*** EXCERTO APRESENTADO ***

Tem objectivos específicos que queira atingir?

Acho que é demasiado cedo para dizer. Quero que a Universidade viva, prospere, cresça, seja consciente de, e apreciada pelo seu serviço à comunidade de Macau. À comunidade Católica de Macau em primeira instância, mas também de forma mais vasta. Penso que está na natureza do que uma universidade Católica deve ser: nascida do coração da Igreja, mas ao serviço da sociedade. Acho que antes de começar a traçar objectivos concretos tenho de ouvir muito. Ouvir a universidade, a Igreja, o Governo e a comunidade de Macau. Foi-me dito uma vez que temos uma boca e dois ouvidos, e que o melhor é usá-los nessa proporção.

Quais os principais desafios que espera encontrar?

Teria tido uma lista diferente se me tivesse feito esta pergunta há seis meses, apesar de nessa altura não ter expectativa de ser reitor da universidade. Acho que no rescaldo do coronavírus o primeiro desafio que a universidade e toda a Macau terá de enfrentar é como voltar à vida normal. E será a vida normal depois do coronavírus igual ao que era antes? Inevitavelmente, não. Uma das coisas que me impressiona mais no novo Governo de Macau é como cuidadosamente, decididamente e sabiamente actuou. Não pode ter sido fácil lidar com isso. (…) Acho que vai afectar, por exemplo, o recrutamento internacional. A probabilidade de os estudantes virem este ano vai descer, isso pode fazer parte do desafio. Sinto que o Governo de Macau vai responder ao período pós-vírus com o mesmo grau de certeza com que actuou durante esta fase. São muito sérios em relação à diversificação da economia e a educação superior tem um papel a desempenhar nisso. Penso que será um desafio para mim. Ponho isso quase acima de tudo o resto. Antes de isso estar na agenda havia todo o tipo de coisas, a maioria delas técnicas em relação ao funcionamento interno da Universidade, porque as decisões grandes e estratégicas, como a mudança para o Campus da Ilha Verde, por exemplo, foram parte do que o actual reitor atingiu (…).

O seu predecessor a dada altura fechou cerca de 30 cursos. De momento, como estão as finanças da Universidade?

*** REGISTOS ARMAZENADOS ***

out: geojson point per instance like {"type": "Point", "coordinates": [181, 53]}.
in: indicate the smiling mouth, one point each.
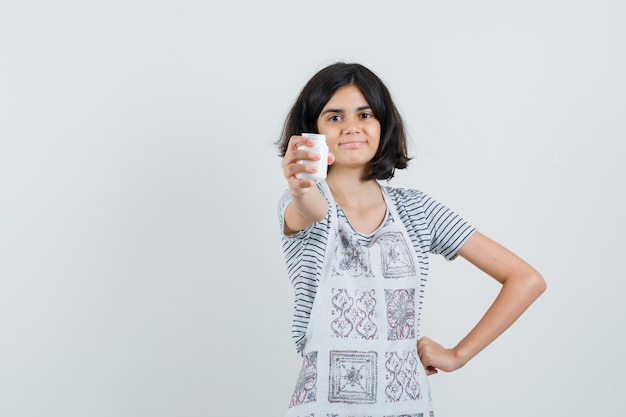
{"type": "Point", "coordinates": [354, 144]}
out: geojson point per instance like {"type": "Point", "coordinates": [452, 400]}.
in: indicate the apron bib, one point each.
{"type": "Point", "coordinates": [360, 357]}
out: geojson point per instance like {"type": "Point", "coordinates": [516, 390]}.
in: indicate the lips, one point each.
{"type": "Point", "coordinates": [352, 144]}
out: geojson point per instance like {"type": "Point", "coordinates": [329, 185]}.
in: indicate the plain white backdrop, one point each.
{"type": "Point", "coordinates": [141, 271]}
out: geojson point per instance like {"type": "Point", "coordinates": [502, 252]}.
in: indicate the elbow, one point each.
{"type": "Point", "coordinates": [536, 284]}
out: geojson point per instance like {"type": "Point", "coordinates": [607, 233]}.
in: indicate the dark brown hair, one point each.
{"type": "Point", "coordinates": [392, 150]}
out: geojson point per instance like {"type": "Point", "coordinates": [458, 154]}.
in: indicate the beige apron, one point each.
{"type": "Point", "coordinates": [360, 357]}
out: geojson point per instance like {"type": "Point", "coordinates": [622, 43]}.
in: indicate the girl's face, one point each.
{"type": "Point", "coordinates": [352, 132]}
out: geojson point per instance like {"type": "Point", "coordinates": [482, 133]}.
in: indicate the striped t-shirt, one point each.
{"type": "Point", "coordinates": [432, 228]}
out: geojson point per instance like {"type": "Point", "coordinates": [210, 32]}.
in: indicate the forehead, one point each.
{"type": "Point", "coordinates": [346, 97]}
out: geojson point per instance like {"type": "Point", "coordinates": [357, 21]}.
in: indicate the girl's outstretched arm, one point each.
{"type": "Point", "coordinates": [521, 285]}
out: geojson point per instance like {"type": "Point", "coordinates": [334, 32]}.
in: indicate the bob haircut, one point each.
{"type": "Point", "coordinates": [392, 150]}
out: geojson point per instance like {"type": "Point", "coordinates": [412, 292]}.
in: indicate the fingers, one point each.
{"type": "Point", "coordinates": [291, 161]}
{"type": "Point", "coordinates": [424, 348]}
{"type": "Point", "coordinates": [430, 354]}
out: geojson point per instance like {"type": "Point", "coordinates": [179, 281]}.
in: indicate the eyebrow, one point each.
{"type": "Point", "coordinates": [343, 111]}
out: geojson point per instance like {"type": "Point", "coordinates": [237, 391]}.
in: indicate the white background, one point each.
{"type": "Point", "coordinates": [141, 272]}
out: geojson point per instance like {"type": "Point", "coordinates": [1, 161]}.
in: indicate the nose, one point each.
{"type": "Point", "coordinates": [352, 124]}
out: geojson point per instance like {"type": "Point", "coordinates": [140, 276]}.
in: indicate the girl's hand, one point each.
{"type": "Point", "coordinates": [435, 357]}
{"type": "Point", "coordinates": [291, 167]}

***
*** REGISTOS ARMAZENADOS ***

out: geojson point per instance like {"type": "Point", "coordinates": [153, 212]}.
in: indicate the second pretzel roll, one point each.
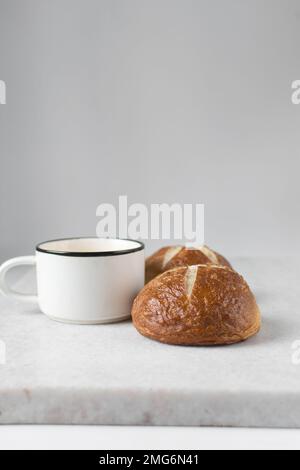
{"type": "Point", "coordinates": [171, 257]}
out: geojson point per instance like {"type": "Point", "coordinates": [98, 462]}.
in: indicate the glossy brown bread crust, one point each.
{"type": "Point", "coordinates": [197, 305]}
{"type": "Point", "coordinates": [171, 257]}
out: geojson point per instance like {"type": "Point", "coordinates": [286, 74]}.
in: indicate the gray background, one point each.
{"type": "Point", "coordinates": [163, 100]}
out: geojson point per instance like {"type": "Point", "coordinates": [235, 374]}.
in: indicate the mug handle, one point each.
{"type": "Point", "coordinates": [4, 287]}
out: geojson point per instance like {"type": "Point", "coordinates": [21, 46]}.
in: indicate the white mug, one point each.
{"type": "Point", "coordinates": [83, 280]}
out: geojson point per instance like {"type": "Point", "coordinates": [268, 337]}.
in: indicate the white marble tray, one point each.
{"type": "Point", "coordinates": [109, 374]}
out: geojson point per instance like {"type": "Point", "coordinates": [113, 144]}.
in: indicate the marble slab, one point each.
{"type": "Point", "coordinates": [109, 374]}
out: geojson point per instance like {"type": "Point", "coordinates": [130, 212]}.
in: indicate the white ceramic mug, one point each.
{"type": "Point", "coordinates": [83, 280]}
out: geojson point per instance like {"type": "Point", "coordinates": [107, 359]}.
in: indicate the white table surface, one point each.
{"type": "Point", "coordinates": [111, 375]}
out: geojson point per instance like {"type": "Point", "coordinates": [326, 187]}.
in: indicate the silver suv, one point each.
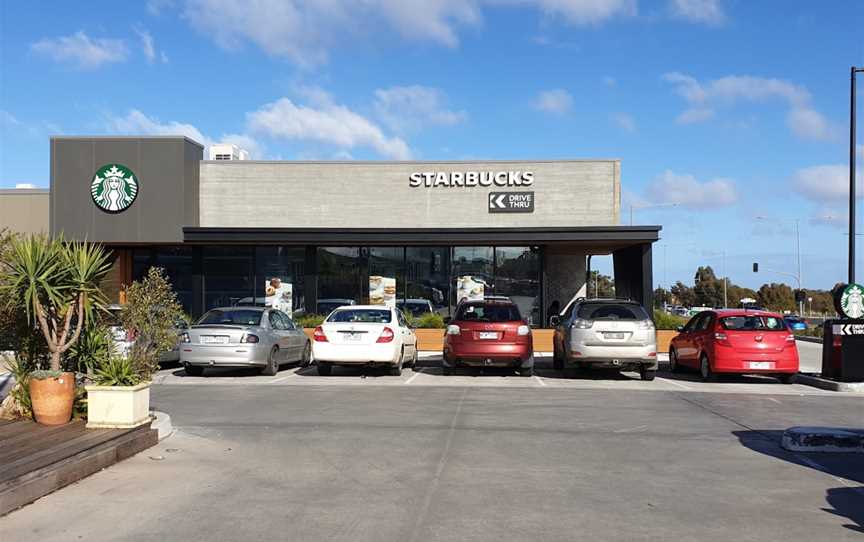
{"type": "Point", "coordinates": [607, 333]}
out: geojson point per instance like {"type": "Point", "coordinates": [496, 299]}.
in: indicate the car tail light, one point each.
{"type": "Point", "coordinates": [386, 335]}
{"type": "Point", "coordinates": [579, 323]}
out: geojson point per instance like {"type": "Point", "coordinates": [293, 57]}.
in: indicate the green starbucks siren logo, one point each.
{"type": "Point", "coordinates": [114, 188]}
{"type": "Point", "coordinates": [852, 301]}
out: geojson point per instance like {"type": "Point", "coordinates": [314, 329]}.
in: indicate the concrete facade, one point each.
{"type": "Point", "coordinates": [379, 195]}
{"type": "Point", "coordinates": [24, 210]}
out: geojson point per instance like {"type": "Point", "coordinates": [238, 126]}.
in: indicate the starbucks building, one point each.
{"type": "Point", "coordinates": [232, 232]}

***

### TAREFA 1
Duplique o trecho da entrevista desde "Tem objectivos específicos" até "usá-los nessa proporção.".
### TAREFA 2
Enumere as entidades que, segundo a entrevista, a pessoa entrevistada afirma ter de ouvir antes de traçar objectivos concretos.
Estas entradas provêm de outra fonte.

### RESPOSTA CORRETA 1
Tem objectivos específicos que queira atingir?

Acho que é demasiado cedo para dizer. Quero que a Universidade viva, prospere, cresça, seja consciente de, e apreciada pelo seu serviço à comunidade de Macau. À comunidade Católica de Macau em primeira instância, mas também de forma mais vasta. Penso que está na natureza do que uma universidade Católica deve ser: nascida do coração da Igreja, mas ao serviço da sociedade. Acho que antes de começar a traçar objectivos concretos tenho de ouvir muito. Ouvir a universidade, a Igreja, o Governo e a comunidade de Macau. Foi-me dito uma vez que temos uma boca e dois ouvidos, e que o melhor é usá-los nessa proporção.

### RESPOSTA CORRETA 2
a universidade; a Igreja; o Governo; a comunidade de Macau